REQUIRED TASK A:
From the software forum thread, extract everything from "Amazing to see" down to "(Mar 8, 2019)".
REQUIRED TASK B:
In the software forum thread, what kind of files does HERB.IQ use to store its data?
REQUIRED TASK C:
Carry on the software forum thread from the point where it stops.
[START OF GIVEN TEXT]
Amazing to see the foresight back in 2010, nice work Lx!

I've been playing around with the GrowBuddy app on windows10 and am enjoying the functionality and interface.


----------



## Iyaogeh Lucky (Mar 8, 2019)

Thank you very much for providing our community with your software! HERB.IQ I really like it because the application store data in encrypted XML files to track the progress of plants, nutrient levels, environment, smoke effects, strain characteristics for breeding,


----------



## grcraze11 (Mar 14, 2019)

I cannot seem to get it to download... Can i get some help i would love to try it out!


----------



## 710slickxx (Apr 3, 2019)

KaviarMan said:


> Is there ant options for me to grow some in my apartments and stay unnoticed ?


Black hat stealth nuts button


----------



## Dank You, More Please (Apr 4, 2019)

Hey I'm a developer and would love to help you out with this, maybe turn it into a phone app? Do y'all have a GitHub for this?
Message me if you want any help!


----------



## Grow for fun only (Apr 9, 2019)

Dank You said:


> Hey I'm a developer and would love to help you out with this, maybe turn it into a phone app? Do y'all have a GitHub for this?
> Message me if you want any help!


 if can make it as a App on phone, i would like to use your app .lol


----------



## TreeFiddy350 (Apr 9, 2019)

That would be REALLY cool to have something like this


----------



## Island Tyme (Sep 10, 2019)

Is this still functional ? For Mac ?


----------



## IslandGrows (Nov 22, 2019)

Windows forms is a little out dated no? I would think a web app or something would be more suitable


----------



## Grow for fun only (Nov 25, 2019)
[END OF GIVEN TEXT]
[START OF SUPPLIED ENTRIES]
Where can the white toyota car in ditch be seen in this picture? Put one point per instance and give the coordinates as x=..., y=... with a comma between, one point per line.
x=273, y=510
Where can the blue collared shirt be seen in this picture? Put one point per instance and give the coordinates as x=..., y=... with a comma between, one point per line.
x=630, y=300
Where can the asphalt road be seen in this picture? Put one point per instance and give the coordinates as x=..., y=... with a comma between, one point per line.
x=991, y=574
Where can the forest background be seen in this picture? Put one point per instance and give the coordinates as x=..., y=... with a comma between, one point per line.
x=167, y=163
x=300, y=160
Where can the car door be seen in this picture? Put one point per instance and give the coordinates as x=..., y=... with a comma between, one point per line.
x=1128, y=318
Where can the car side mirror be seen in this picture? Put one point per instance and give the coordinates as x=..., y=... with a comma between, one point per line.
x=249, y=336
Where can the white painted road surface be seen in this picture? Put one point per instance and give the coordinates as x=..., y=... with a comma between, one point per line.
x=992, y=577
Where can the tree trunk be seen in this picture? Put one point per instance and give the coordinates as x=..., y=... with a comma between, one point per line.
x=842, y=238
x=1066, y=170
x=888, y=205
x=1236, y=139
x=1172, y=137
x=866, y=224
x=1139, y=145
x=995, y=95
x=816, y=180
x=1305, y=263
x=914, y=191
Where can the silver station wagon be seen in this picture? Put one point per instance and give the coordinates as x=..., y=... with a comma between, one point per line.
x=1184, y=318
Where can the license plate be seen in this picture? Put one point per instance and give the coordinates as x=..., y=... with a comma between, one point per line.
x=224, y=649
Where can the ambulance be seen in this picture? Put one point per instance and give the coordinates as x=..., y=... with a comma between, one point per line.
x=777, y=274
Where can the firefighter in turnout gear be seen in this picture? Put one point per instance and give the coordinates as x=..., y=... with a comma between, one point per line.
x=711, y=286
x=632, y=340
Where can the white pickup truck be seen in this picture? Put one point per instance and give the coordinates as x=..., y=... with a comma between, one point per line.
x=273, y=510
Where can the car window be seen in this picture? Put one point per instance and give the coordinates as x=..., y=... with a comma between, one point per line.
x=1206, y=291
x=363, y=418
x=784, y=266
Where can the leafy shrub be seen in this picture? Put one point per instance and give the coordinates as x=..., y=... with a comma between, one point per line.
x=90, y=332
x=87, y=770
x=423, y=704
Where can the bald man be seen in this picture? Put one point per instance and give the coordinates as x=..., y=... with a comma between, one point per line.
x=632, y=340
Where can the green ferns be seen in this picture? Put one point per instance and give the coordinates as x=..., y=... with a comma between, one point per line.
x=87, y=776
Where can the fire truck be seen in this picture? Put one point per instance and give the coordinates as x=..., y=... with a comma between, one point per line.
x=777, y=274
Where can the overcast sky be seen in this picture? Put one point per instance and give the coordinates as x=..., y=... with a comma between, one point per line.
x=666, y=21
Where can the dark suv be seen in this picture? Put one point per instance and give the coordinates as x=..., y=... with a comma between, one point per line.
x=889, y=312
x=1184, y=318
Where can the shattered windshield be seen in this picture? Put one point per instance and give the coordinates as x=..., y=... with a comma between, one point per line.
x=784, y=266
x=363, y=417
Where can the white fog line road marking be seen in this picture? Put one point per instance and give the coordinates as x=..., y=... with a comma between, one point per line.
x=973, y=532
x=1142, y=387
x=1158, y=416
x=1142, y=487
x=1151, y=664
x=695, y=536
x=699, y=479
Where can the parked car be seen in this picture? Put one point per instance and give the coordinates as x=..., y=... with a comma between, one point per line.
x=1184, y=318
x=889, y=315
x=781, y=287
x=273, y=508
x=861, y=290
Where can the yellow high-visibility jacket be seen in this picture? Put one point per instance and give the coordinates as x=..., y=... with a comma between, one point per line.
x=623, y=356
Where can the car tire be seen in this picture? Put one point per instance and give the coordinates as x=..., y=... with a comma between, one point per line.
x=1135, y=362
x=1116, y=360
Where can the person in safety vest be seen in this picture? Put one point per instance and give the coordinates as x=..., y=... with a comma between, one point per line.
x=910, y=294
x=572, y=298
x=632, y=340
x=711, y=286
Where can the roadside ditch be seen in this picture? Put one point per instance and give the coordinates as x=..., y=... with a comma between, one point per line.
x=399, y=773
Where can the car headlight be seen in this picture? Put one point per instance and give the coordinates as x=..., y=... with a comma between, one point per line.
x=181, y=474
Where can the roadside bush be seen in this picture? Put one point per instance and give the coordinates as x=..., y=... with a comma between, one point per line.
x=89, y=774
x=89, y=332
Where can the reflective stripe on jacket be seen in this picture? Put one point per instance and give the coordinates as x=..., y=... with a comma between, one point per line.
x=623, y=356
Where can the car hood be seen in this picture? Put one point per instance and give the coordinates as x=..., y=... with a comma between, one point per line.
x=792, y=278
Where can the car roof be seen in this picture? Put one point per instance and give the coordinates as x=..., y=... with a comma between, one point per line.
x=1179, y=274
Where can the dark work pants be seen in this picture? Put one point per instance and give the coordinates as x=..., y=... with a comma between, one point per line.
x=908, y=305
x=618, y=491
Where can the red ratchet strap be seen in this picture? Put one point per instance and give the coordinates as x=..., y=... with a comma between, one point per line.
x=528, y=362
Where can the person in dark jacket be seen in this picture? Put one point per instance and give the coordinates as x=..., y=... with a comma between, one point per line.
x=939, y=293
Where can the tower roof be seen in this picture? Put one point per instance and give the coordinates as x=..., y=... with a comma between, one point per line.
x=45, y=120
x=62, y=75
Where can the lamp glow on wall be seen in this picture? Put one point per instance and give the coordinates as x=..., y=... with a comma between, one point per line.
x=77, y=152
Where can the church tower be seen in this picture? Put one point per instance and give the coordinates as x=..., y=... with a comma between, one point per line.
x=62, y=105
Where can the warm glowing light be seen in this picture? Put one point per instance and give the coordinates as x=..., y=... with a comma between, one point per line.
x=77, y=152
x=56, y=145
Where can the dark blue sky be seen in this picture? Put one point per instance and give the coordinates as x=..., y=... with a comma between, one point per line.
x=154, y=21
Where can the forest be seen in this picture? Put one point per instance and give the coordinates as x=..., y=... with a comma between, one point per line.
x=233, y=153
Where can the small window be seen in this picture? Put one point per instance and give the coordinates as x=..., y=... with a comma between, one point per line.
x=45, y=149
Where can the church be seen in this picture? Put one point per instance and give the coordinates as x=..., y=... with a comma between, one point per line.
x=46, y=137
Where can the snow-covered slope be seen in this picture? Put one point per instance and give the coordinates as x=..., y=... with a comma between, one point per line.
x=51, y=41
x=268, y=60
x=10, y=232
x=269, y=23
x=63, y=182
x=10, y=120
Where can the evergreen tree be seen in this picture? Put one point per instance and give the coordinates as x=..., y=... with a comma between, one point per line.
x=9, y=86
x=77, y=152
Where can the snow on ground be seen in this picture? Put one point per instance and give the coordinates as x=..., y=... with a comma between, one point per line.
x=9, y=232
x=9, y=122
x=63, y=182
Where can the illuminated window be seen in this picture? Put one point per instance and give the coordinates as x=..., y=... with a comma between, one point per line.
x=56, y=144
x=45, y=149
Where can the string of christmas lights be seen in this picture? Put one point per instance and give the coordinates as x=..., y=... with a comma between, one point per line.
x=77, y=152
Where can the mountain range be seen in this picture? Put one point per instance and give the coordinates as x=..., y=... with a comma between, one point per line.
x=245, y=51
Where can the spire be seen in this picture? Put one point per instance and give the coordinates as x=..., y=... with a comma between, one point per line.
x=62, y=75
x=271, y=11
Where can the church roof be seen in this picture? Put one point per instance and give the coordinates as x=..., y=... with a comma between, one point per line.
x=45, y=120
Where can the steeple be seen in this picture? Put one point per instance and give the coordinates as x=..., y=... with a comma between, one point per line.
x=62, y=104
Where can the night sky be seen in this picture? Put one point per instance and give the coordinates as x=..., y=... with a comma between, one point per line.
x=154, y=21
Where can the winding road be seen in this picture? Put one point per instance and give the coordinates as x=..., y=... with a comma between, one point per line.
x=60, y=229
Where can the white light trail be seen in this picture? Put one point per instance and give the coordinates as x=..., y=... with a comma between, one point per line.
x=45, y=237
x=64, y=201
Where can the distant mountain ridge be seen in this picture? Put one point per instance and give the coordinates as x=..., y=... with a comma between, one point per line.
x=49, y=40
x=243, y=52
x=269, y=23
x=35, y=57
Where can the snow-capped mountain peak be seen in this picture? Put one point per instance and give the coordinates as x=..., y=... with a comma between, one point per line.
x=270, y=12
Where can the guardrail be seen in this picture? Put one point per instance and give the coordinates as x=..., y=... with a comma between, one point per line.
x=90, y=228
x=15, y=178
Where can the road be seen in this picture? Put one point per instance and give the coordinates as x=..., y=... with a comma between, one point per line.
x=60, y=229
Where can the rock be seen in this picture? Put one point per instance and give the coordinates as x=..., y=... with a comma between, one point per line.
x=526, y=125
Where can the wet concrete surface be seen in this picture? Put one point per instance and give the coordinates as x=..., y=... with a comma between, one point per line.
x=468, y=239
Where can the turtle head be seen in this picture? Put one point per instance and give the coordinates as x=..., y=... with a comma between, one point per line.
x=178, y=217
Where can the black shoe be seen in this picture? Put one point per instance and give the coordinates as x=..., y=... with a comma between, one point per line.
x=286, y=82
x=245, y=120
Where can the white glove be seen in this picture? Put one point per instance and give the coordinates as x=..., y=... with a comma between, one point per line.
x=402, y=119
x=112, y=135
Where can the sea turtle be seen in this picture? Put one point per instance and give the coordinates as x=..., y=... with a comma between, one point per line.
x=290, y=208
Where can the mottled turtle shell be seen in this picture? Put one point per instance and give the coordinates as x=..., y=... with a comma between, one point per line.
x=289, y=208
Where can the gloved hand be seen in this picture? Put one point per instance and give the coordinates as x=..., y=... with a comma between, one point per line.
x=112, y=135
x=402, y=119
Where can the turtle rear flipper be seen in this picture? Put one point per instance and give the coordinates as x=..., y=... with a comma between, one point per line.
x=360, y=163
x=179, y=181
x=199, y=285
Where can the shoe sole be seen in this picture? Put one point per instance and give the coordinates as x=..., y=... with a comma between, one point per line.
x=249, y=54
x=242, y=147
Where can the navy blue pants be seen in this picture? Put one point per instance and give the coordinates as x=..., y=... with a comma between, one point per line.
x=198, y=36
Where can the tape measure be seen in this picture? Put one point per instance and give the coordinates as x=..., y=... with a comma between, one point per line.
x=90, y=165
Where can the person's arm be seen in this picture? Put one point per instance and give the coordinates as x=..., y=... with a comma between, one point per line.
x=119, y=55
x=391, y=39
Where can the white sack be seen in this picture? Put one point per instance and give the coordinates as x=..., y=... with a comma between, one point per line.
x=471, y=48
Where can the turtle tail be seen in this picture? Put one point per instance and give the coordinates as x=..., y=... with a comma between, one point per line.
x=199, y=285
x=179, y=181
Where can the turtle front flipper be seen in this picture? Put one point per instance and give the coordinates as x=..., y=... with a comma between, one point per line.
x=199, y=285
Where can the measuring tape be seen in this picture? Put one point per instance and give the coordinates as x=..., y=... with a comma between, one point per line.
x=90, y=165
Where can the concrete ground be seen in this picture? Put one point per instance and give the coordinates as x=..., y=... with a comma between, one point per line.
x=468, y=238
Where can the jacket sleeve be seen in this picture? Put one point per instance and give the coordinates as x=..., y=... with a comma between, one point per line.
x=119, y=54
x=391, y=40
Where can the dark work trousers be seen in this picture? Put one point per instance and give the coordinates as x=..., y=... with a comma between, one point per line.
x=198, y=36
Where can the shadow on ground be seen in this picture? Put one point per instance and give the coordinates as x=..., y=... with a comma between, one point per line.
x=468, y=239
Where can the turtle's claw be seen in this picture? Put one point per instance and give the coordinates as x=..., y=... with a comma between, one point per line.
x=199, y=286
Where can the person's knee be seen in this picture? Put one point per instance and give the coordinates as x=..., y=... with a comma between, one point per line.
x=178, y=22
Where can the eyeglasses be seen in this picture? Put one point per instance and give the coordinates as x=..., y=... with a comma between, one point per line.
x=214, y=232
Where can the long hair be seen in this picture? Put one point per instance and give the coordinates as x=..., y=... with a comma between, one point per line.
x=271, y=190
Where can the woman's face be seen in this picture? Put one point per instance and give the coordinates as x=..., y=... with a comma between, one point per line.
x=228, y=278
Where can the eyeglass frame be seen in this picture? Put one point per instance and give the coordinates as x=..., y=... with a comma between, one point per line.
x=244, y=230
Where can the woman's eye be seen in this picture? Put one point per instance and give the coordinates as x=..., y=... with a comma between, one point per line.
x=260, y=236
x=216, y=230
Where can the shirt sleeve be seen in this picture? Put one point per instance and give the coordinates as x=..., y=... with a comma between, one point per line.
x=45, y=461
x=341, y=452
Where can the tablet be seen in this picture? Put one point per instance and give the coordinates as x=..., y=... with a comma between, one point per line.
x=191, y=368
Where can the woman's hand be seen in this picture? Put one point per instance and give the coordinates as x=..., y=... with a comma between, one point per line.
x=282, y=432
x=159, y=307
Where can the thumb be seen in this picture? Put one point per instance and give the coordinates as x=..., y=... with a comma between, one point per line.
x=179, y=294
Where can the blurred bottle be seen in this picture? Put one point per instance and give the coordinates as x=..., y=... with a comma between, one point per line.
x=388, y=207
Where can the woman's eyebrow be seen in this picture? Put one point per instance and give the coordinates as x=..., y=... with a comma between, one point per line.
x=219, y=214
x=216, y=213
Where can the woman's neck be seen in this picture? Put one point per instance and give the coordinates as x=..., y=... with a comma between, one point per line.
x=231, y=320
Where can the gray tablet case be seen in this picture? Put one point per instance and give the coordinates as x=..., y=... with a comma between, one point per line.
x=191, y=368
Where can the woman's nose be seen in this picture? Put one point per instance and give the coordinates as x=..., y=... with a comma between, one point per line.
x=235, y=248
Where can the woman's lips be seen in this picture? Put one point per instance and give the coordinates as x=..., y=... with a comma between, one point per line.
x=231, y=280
[END OF SUPPLIED ENTRIES]
FINAL ANSWER A:
Amazing to see the foresight back in 2010, nice work Lx!

I've been playing around with the GrowBuddy app on windows10 and am enjoying the functionality and interface.


----------



## Iyaogeh Lucky (Mar 8, 2019)

FINAL ANSWER B:
Encrypted XML files.

FINAL ANSWER C:
haha, how about consider add it on the smart watch, like see the Science fiction movies, ppl touch the watch or speak to the watch then everything were to be controlled, love this to be happened one day .


----------



## Grow for fun only (Nov 29, 2019)

You guys thanksgiving day get some rock things there？？？ I did the crazy shopping on this blackfriday , added the filter , fan, yoyo, nutrients, fertilizer and light kit , almost everything for grow . lol thanks all best thanksgiving love my new tsl2000, strains rock soon .


----------



## XDabxdoubx (Dec 22, 2019)

Computer Vision IOT Set up


One thing I can say, is anyone with any real growing experience would know how foolish this endeavor is.



www.rollitup.org





I'm still working on the User interface part of the project but I'm currently using A.I. in my grow and using a raspberry pi/jetson tX2 to power it with computer vision stuff


----------



## XDabxdoubx (Dec 23, 2019)

This might help collect data


----------



## Old Newb (Dec 28, 2019)

I created an account just post this. Thank you very much for creating it. I spent a bit of time trying to find something similar but came up empty.


----------



## XDabxdoubx (Dec 28, 2019)

I'm in the starting process of teaching how to create your own custom software for a greenhouse environment using unity


----------



## 2com (Dec 31, 2019)

I sorta think rollitup forums section should havea section just for this, and I don't know what to call it. FOSS subforum? DIY software subforum? This typs of thing doesn't get anywhere near the attention and appreciation that it deserves, in my opinion. "Software" costs nothing to replicate and share. It takes time and passion to write, develop, test, etc. But once it's made, it's endlessly reproducible for zero cost. And there are people with the ability, _and_ desire to put their time into these projects _with_ the goal of making the resulting "product" free software (for example, for a hardware build).

It's amazing.
Thanks to the OP, and all the people who've done similar or offered to contribute. I fucking love it.


----------



## XDabxdoubx (Dec 31, 2019)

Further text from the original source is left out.